• TASK REQUIREMENTS: Return every line of the data below that contains the string "hand", matching case exactly.

• DATASET EXCERPTS:
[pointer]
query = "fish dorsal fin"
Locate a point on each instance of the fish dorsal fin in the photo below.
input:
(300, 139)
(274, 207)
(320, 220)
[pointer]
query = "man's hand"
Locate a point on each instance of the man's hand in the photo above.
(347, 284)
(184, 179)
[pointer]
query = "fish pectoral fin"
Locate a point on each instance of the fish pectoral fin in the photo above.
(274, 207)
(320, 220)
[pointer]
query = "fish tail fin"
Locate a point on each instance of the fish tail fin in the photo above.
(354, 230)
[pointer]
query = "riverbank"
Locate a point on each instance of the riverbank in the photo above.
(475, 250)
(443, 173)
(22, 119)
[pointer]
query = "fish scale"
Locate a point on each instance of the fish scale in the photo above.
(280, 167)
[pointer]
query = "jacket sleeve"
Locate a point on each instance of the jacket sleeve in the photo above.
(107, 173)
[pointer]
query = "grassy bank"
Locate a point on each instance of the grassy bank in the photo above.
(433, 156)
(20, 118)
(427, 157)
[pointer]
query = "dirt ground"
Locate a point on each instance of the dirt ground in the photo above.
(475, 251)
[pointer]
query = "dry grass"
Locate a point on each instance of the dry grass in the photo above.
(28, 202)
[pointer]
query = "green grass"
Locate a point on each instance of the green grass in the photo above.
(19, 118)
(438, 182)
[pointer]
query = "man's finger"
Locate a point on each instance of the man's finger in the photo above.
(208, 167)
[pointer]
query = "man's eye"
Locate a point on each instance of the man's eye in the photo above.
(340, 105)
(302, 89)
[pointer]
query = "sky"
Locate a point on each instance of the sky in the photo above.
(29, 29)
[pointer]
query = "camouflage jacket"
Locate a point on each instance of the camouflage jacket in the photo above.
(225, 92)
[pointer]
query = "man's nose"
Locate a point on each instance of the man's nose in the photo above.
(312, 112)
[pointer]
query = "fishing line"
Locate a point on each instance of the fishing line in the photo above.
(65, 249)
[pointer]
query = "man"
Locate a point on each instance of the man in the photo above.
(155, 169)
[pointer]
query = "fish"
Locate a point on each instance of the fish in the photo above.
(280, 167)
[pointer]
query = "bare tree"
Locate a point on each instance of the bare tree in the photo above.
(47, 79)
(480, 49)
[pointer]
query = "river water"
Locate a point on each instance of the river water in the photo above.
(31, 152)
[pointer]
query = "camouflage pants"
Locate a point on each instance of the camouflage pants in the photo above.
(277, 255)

• EXPECTED OUTPUT:
query = "man's hand"
Locate a point on each instance of the man's hand in the photo above.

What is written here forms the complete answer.